- EXTRACT TO READ:
Redirecting responses from the rewriter in MarkLogic
Author: Dave Cassel | Category: Software DevelopmentUpdate: I got some feedback on this post that amounted to “Wha???” Rereading it, I see that I really went into the esoteric for this one. After spending some time dealing with a very specific problem, I posted the solution, but it’s a problem you’re not very likely to encounter. If you do and you’re using MarkLogic’s built-in REST Rewriter, Section 18.8 of the Application Developer’s Guide, Handling Redirects, is probably what you’re looking for. This post is specific enough that I thought about just taking it down, but what the heck, maybe it will help someone after all.Â
I recently learned something the hard way, so hopefully this saves someone some time. I was working in a rewrite module of a MarkLogic HTTP application server and wanted to call xdmp:redirect-response(). The rewrite module has to return a string, so I returned the URL that I was redirecting to. The thing is, in this particular case, the redirected URL wasn’t a real URL; it was something that would need another pass through the rewriter before it got to actual code. That may sound weird, so let me illustrate what I mean. (Note that while the example is specific to the Roxy framework, the lesson applies to any MarkLogic rewrite module.)

- DATA ROWS:
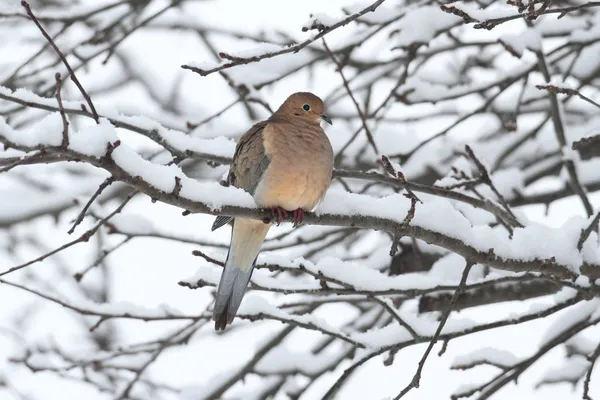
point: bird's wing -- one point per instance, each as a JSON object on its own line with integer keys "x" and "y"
{"x": 248, "y": 165}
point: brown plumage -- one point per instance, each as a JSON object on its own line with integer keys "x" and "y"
{"x": 286, "y": 163}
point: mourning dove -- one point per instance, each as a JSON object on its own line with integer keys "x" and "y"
{"x": 286, "y": 164}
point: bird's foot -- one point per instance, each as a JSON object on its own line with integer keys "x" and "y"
{"x": 281, "y": 214}
{"x": 298, "y": 216}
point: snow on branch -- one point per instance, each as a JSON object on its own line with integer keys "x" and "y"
{"x": 436, "y": 221}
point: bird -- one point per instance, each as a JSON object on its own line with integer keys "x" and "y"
{"x": 286, "y": 163}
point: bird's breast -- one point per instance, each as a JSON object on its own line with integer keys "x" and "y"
{"x": 298, "y": 175}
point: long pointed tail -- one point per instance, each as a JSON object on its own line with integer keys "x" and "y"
{"x": 246, "y": 238}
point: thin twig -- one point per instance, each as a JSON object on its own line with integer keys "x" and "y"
{"x": 63, "y": 59}
{"x": 417, "y": 376}
{"x": 340, "y": 69}
{"x": 63, "y": 115}
{"x": 290, "y": 49}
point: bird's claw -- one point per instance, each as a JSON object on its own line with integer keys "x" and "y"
{"x": 298, "y": 216}
{"x": 281, "y": 214}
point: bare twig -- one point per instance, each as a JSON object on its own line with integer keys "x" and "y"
{"x": 415, "y": 382}
{"x": 290, "y": 49}
{"x": 63, "y": 59}
{"x": 340, "y": 69}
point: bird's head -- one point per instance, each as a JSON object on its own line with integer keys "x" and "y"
{"x": 304, "y": 106}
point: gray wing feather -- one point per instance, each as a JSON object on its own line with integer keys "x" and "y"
{"x": 248, "y": 166}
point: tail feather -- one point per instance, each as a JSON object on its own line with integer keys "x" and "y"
{"x": 246, "y": 238}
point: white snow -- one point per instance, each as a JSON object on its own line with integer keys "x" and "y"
{"x": 487, "y": 355}
{"x": 421, "y": 25}
{"x": 529, "y": 39}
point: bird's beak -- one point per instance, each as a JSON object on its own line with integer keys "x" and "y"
{"x": 326, "y": 119}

- GIVEN REQUEST:
Answer these from the MarkLogic rewriter post:
1. Which section of the Application Developer's Guide does the update recommend, and what is that section called?
2. Which function did the author want to call from the rewrite module?
3. What kind of value must the rewrite module return?

- RESPONSE TO THIS EXERCISE:
1. Section 18.8, Handling Redirects.
2. xdmp:redirect-response().
3. A string.